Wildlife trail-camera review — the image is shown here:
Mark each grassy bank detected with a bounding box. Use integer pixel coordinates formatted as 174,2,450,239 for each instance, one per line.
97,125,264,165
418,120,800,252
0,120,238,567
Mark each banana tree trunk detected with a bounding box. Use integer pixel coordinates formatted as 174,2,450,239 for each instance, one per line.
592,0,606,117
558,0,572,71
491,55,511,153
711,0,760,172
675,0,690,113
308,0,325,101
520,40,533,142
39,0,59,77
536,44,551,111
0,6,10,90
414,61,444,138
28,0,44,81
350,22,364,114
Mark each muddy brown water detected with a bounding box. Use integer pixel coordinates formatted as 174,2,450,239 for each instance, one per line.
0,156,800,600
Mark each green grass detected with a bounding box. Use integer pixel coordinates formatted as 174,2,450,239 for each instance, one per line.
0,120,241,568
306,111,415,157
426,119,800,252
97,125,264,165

________

Task statement ▸
Reproduce the data above word for word, from its first line through the line containing "0,156,800,600", and include nothing past that point.

Output for this exercise ▸
Wildlife trail-camera review — the image is shown here:
Mark each grassy bank detected with a bounding box. Use integer pixel coordinates formatted as 174,2,450,239 for each instance, one per line.
97,125,264,165
418,120,800,252
0,120,238,567
Mark each banana tree trunk detected with a bounding box. Use integer pixel coordinates formatted as 174,2,450,239 for each instance, one per line.
592,0,606,117
558,0,572,71
491,55,511,153
711,0,760,172
675,0,690,113
308,0,325,101
520,40,533,142
39,0,59,77
536,44,551,111
0,6,10,90
414,61,444,138
28,0,44,81
350,22,364,114
Mark each muddy brown water detected with a bounding box. Use integer pixel coordinates formatted as 174,2,450,239 for each instance, one per line.
0,156,800,600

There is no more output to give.